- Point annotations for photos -
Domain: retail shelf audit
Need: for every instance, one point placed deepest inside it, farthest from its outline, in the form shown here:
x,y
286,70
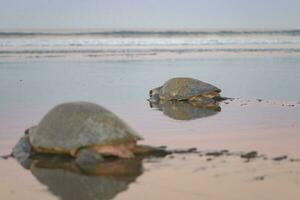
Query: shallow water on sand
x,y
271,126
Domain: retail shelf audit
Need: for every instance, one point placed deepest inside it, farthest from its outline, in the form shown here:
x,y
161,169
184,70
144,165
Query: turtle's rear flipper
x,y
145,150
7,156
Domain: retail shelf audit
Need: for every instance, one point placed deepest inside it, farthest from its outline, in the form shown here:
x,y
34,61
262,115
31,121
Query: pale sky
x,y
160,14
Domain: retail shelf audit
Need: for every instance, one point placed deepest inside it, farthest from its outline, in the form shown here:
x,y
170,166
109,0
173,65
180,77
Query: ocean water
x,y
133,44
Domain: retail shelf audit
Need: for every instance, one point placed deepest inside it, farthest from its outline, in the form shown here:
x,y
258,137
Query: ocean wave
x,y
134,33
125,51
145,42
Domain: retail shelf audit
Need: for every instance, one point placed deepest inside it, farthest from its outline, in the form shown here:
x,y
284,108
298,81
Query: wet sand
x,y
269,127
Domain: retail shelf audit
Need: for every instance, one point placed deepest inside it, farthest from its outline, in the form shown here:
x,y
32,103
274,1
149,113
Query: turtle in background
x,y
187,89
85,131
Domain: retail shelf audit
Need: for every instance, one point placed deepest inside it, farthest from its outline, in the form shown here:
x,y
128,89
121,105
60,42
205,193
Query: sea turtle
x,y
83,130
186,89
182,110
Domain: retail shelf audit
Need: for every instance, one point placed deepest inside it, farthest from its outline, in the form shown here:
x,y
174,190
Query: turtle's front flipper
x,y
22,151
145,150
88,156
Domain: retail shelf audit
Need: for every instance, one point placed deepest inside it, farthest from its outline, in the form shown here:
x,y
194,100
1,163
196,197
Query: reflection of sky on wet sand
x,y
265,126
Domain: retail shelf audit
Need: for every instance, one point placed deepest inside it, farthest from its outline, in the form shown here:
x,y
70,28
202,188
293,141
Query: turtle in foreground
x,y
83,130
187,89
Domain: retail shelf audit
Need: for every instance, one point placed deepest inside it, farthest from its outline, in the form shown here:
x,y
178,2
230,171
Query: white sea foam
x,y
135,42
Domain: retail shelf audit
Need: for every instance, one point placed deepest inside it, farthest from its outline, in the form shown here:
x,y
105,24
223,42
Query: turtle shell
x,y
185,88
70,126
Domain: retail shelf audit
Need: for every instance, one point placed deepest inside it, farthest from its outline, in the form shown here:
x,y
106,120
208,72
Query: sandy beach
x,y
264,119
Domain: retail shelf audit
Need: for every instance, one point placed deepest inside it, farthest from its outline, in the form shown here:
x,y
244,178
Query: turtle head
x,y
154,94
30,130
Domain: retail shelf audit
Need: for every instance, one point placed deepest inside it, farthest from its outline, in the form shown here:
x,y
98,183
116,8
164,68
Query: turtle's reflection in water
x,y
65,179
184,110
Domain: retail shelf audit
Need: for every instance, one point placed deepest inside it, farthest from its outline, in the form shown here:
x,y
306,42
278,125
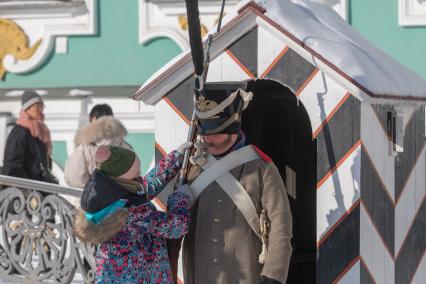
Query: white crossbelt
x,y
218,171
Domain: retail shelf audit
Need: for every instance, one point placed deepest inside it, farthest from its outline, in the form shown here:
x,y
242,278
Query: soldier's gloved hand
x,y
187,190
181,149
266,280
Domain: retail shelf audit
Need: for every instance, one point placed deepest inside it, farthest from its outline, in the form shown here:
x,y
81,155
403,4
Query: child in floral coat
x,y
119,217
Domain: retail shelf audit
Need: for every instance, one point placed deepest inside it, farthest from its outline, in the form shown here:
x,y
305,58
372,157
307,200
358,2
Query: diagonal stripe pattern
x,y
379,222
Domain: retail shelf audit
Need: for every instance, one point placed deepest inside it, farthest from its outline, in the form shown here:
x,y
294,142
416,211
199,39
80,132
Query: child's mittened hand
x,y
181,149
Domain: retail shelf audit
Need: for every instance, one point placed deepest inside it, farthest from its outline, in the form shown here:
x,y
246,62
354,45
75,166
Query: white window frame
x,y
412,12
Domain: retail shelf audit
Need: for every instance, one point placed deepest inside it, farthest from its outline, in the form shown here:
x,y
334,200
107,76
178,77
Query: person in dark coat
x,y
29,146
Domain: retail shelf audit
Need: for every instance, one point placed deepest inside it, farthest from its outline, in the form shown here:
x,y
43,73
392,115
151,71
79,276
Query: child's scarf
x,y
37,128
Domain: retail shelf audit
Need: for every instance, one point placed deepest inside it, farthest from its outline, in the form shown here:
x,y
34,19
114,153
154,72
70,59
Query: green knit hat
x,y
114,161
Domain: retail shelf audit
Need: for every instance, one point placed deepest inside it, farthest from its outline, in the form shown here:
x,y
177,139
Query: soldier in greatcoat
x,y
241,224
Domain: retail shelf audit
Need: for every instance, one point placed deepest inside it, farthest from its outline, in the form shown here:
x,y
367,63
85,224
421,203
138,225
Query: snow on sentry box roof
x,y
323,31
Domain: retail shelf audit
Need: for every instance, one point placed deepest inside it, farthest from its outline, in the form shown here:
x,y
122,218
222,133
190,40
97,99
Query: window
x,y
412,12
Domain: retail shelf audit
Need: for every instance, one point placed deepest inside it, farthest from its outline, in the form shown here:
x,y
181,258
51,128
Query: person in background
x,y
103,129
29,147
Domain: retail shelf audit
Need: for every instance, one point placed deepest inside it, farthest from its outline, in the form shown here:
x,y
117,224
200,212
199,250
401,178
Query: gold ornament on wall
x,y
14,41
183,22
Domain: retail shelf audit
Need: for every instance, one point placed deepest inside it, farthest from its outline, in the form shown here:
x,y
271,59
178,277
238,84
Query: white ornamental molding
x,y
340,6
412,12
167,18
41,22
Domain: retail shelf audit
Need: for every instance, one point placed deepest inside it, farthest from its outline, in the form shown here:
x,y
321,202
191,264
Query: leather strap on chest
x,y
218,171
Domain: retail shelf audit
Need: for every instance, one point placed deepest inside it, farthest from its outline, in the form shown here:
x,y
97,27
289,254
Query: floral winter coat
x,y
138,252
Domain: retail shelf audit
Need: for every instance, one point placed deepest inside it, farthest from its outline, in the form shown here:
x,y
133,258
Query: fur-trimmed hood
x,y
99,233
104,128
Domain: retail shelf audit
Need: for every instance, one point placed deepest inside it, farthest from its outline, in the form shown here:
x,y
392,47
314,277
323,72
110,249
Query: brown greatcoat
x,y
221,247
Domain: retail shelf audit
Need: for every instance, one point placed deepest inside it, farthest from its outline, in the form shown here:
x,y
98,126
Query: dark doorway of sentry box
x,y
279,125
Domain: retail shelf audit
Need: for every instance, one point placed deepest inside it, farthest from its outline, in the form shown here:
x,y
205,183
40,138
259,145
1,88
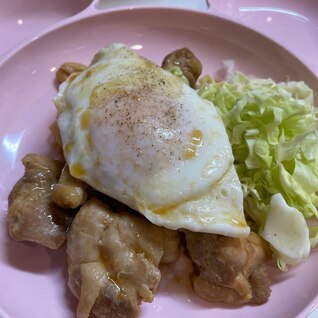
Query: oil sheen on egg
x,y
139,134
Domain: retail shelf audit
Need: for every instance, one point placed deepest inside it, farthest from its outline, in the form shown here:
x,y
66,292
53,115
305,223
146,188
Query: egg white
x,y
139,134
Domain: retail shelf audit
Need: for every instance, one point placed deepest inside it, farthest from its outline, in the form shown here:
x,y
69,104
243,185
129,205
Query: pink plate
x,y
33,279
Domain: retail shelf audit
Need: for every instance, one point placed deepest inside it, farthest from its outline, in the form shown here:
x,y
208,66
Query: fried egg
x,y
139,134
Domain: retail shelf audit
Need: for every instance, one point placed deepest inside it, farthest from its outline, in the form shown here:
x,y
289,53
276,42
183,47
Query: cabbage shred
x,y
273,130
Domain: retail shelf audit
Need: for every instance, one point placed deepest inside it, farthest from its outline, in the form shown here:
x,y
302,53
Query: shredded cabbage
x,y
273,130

- Given request -
Any pictures should be dropped; transcribe the rest of the records above exactly.

- Solution -
Domain: retail shelf audit
Need: for every instance, one point placed deepest inside it, farthest from its outline, in the form shown here:
x,y
286,70
Query: shallow water on sand
x,y
271,126
Domain: retail shelf audit
Need: for every instance, one point placed deepest inside it, farthest from its outline, in the form shown here:
x,y
161,169
184,70
144,165
Query: turtle's rear flipper
x,y
145,150
7,156
Domain: retail shelf audit
Need: for every instance, one point placed deepest inside it, farthest from its outline, in the form shown here:
x,y
34,61
262,115
31,121
Query: pale sky
x,y
160,14
Domain: retail shelf audit
Need: for every instance, one point placed deepest inside it, farthest from its outline, in the form shown here:
x,y
170,166
109,0
173,65
180,77
Query: ocean water
x,y
133,44
Domain: retail shelf audit
Need: for every instance, one point placed deepest inside it, farthest from its outline, in the form shown here:
x,y
258,137
Query: ocean wave
x,y
134,33
125,51
145,42
Domain: retail shelf audit
Need: for every instance, one point placed deepest inside it, farthest from its outline, in the form shown here:
x,y
284,108
298,81
Query: wet sand
x,y
269,127
Domain: retail shelf audit
Need: for every instance, one point placed deepest inside it, farthest from its outline, in the form shown here:
x,y
32,103
274,1
149,113
Query: turtle in background
x,y
187,89
85,131
Domain: retail shelf audit
Need: for every instance, one point placed deepest inside it, farthest from its outline, in the form shown here:
x,y
128,89
121,105
60,42
205,193
Query: sea turtle
x,y
83,130
186,89
182,110
Domain: retail shelf audit
Need: for every instance, one point placed deepest inside it, farthest from its outline, in the form shown here:
x,y
174,190
Query: turtle's front flipper
x,y
22,151
145,150
88,156
Domain: retail shelf audit
Need: for every instance, one point placed deepest inside it, farthest from its outline, in the form shown here:
x,y
194,100
1,163
196,197
Query: reflection of sky on wet sand
x,y
265,126
Domain: retail shelf audit
Need: for every instance, one point placed deepest inside it, farthest from its outline, in the form shown here:
x,y
70,28
202,188
293,141
Query: turtle in foreground
x,y
83,130
187,89
Domain: retail shelf audit
Need: for every instance, one point placed deepest inside it, farthest from its outline, in the form shown here:
x,y
178,2
230,171
Query: white sea foam
x,y
135,42
Domain: retail shelf audit
Need: for every instance, one point placed deepest inside it, farthest from its outline, in the form shown here:
x,y
105,24
223,42
Query: turtle shell
x,y
185,88
70,126
Domain: retail shelf audit
Need: for every instance, one point placed deepest inside it, farthest from its outline, in the form shown here:
x,y
106,120
208,72
Query: sandy beach
x,y
264,119
Domain: retail shelf audit
Need: for every instance, one point placed deepest inside it, farthest from its outline, in the form shown here:
x,y
244,178
Query: turtle head
x,y
154,94
30,130
Domain: retail shelf audit
Need: for every instance, one point placed deepest inside it, farthest from its outline, in the form shown here:
x,y
98,183
116,8
164,68
Query: turtle's reflection in water
x,y
65,179
184,110
Domain: retail shelf audit
Need: for every instance, one point placed deepest inside it, farthest from its outline, in the form shown here:
x,y
306,42
278,125
Query: white crossbelt
x,y
218,171
Domain: retail shelf audit
Need: for every instance, one point placed deepest inside it, farthest from its outline, in the form shown here:
x,y
242,278
Query: soldier's gloved hand
x,y
187,190
181,149
266,280
Domain: retail shelf audit
Need: for every instance, one point placed deepest inside it, farthest from its outline, in the form shown here:
x,y
81,155
403,4
Query: child in floral coat
x,y
119,217
Domain: retail shelf audit
Need: for every instance, one point placed deepest inside it, farthest from its outline, in the form shown here:
x,y
305,58
372,157
307,200
358,2
Query: diagonal stripe pattern
x,y
379,222
Domain: retail shelf audit
Need: for every instance, one point placed deepest inside it, farthest from its outline, in the form shown here:
x,y
294,142
416,211
199,39
80,132
Query: child's mittened hand
x,y
181,149
Domain: retail shelf audit
Need: for every instance, one point placed deepest inside it, farthest from its outline, in the form shown here:
x,y
246,62
354,45
75,166
Query: white window frame
x,y
412,12
Domain: retail shelf audit
Need: for every instance, one point placed deepest inside it, farthest from its outline, in the form shown here:
x,y
334,200
107,76
178,77
Query: person in dark coat
x,y
29,146
Domain: retail shelf audit
Need: for every instance, one point placed deepest inside it, farthest from its outline, in the form shown here:
x,y
43,73
392,115
151,71
79,276
Query: child's scarf
x,y
37,128
Domain: retail shelf audit
Need: for every instance, one point placed deepest inside it, farthest from its outline, in the form shown here:
x,y
34,19
114,153
154,72
70,59
Query: green knit hat
x,y
114,161
Domain: retail shelf audit
Need: for every instance, one point placed deepest inside it, farthest from its outline, in the form shown here:
x,y
177,139
Query: soldier in greatcoat
x,y
241,224
Domain: retail shelf audit
Need: for every instance, one point placed deepest inside it, farthest from its outline, in the form shown here:
x,y
367,63
85,224
421,203
138,225
Query: snow on sentry box roof
x,y
323,31
Domain: retail shelf audit
Need: for every instance, one point placed deepest inside it, farthest from its outline, in the form shown here:
x,y
122,218
222,133
190,40
97,99
Query: window
x,y
412,12
Domain: retail shelf audit
Need: for every instance, one point placed deepest inside it, farthest from its outline, in the form shown here:
x,y
181,258
51,128
Query: person in background
x,y
103,129
29,147
Domain: retail shelf audit
Need: for every instance, one point placed deepest inside it, farthest from its outline, in the form shown here:
x,y
117,224
200,212
199,250
401,178
Query: gold ornament on wall
x,y
14,41
183,22
Domain: retail shelf audit
Need: for every instance, one point placed deepest inside it, farthest from its outline, in the form shown here:
x,y
271,59
178,277
238,84
Query: white ornamental molding
x,y
340,6
412,12
167,18
41,22
Domain: retail shelf audit
Need: for every instance, one point placed deepest inside it, farthest from its outline, in the form shown here:
x,y
321,202
191,264
Query: leather strap on chest
x,y
218,171
Domain: retail shelf audit
Need: for every instance, one point placed deepest inside it, farthest from its outline, in the form shown here:
x,y
97,27
289,254
Query: floral winter coat
x,y
138,252
Domain: retail shelf audit
Need: for every instance, one point placed deepest inside it, farthest from its outline, in the form shown here:
x,y
133,258
Query: fur-trimmed hood
x,y
99,233
104,128
Domain: retail shelf audit
Need: for every instance, one point placed deepest inside it, farthest from its outline, in the form shown here:
x,y
392,47
314,277
323,72
110,249
Query: brown greatcoat
x,y
221,247
Domain: retail shelf audit
Need: for every instance, one point placed deepest inside it, farthest from its outline, in the form shown here:
x,y
98,126
Query: dark doorway of sentry box
x,y
279,125
Domain: retail shelf audit
Need: for every instance, one point placed deepest inside it, farthest from its outline, in the form shown here:
x,y
205,183
40,138
259,145
1,88
Query: oil sheen on egg
x,y
139,134
Domain: retail shelf audit
Need: for every instance, one point placed deepest inside it, farthest from its outline, in the form shown here:
x,y
66,292
53,115
305,223
146,188
Query: egg white
x,y
139,134
Domain: retail shelf audit
Need: for every instance, one point placed deepest inside it, farthest from its outline, in the form shown here:
x,y
69,104
243,185
129,205
Query: pink plate
x,y
33,279
Domain: retail shelf audit
Need: for every instance, one point placed deepest inside it, farthest from its outline, in the form shown here:
x,y
208,66
Query: fried egg
x,y
139,134
Domain: retail shelf audit
Need: for every instance, one point placed deepest inside it, farthest from its outline, in the form shown here:
x,y
289,53
276,42
183,47
Query: cabbage shred
x,y
273,130
Domain: retail shelf audit
Need: for every instance, one point placed deepest inside it, farthest from its outline, in the form shown here:
x,y
302,53
Query: shredded cabbage
x,y
273,130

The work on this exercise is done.